■ PROBLEM STATEMENT
Could you copy exactly the lines from the one containing "[point] every instance of the man wearing bowler" through the last line of the records below, and nothing else?

■ RECORDS SHOWN
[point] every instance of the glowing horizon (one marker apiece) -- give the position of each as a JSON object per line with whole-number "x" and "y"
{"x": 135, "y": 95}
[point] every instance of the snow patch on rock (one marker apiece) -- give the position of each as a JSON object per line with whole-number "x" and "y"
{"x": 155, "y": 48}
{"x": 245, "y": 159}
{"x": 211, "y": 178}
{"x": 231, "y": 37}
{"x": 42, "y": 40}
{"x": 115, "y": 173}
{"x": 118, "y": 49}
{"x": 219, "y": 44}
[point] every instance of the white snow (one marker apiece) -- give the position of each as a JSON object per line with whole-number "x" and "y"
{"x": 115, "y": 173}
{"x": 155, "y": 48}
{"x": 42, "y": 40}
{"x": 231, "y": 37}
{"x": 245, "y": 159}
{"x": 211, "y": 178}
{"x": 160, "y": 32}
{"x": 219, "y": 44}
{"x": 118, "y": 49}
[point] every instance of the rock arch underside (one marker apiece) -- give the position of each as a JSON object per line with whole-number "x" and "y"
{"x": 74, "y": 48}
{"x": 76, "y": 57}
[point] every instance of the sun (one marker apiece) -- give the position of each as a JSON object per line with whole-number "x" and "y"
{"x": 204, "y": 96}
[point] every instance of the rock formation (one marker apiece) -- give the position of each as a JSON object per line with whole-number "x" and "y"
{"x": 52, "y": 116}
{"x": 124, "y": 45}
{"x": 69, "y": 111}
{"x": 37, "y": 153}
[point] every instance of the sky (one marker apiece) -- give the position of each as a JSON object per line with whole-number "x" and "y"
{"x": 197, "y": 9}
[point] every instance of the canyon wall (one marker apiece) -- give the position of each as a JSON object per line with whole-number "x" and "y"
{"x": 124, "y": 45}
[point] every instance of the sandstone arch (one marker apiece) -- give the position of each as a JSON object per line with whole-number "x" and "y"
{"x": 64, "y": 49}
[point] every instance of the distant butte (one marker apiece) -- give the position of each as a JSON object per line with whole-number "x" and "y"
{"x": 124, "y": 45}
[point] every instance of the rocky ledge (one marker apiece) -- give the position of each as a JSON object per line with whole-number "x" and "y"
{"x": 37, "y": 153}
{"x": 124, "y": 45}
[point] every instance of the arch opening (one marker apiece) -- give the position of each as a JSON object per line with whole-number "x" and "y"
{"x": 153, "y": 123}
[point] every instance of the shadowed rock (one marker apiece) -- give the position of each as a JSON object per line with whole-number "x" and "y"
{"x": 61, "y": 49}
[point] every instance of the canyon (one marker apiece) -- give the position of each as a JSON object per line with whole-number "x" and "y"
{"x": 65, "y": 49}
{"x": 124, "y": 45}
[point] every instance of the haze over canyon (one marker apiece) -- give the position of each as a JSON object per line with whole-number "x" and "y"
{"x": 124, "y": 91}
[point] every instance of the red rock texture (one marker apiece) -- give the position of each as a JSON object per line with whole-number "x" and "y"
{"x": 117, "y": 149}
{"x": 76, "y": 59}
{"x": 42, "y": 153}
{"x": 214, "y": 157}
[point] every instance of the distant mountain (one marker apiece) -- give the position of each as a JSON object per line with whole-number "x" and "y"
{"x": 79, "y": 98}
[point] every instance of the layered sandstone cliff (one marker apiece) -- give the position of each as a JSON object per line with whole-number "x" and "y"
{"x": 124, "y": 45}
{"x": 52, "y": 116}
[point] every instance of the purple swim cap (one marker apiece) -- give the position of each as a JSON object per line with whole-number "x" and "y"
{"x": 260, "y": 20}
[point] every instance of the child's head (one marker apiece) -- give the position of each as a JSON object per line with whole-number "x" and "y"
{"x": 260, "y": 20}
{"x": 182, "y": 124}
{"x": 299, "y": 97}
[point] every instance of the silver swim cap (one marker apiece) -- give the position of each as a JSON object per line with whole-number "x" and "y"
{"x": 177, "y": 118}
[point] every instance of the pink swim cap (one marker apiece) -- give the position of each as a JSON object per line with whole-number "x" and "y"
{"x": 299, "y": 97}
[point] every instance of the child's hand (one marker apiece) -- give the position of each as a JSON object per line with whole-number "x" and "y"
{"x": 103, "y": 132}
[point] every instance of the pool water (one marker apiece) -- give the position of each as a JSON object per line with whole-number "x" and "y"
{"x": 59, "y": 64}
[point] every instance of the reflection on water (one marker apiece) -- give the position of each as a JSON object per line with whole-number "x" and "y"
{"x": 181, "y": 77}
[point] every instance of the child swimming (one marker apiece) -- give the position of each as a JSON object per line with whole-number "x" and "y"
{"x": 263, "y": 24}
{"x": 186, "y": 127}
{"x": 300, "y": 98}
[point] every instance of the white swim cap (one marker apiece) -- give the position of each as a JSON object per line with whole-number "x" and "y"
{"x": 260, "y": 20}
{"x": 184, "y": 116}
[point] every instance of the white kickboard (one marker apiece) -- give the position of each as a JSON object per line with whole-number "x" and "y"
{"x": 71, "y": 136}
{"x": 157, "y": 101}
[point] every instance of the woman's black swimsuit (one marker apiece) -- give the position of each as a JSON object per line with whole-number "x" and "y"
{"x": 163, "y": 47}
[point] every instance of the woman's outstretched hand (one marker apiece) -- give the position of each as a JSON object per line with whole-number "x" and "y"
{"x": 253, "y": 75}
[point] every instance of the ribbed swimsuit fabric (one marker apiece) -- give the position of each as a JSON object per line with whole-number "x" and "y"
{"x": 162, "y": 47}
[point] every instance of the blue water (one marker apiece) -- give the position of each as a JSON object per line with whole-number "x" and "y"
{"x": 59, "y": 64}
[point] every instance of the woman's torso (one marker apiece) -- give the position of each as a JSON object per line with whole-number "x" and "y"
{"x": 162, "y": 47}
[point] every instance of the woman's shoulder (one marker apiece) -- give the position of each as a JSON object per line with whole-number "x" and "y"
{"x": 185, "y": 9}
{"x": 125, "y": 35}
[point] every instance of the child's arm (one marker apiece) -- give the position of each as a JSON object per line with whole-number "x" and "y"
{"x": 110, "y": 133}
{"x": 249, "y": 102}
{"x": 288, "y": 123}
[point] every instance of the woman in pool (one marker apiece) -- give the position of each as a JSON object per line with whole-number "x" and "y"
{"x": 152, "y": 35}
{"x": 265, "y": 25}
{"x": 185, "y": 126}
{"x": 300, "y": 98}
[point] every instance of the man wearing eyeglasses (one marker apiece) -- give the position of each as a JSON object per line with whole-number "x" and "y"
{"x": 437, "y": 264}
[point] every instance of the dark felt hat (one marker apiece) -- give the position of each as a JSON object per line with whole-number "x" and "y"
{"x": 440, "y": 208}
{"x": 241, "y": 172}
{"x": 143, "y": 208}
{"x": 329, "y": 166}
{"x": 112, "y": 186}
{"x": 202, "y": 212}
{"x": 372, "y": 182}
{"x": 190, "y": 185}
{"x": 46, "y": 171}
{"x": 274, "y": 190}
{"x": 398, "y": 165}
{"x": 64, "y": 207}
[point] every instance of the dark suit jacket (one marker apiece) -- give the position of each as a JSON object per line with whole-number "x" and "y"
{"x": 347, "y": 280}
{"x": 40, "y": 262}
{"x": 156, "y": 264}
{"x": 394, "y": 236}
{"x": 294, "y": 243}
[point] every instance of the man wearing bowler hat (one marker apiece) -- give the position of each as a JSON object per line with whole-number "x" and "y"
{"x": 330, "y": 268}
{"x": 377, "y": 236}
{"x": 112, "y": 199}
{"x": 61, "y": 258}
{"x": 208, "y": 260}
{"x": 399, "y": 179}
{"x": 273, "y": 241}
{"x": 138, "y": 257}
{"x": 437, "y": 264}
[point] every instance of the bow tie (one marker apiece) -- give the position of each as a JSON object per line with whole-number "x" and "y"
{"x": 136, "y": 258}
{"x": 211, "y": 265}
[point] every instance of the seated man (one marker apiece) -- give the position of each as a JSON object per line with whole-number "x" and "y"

■ ANSWER BOX
[point] every instance of the man wearing bowler hat (one marker apiece) -- give the position of each as a JSON object per line with whole-number "x" and "y"
{"x": 330, "y": 268}
{"x": 377, "y": 236}
{"x": 112, "y": 199}
{"x": 61, "y": 258}
{"x": 208, "y": 260}
{"x": 399, "y": 179}
{"x": 273, "y": 241}
{"x": 138, "y": 257}
{"x": 437, "y": 264}
[point] every instance of the bow tie (one marker apiece) -- give the position of each as a JSON object per line with whole-number "x" and "y"
{"x": 136, "y": 258}
{"x": 211, "y": 265}
[point] every instance of the seated man (one marker apiece) -- give the position of each as a JSON object per line with whole-number "x" and "y"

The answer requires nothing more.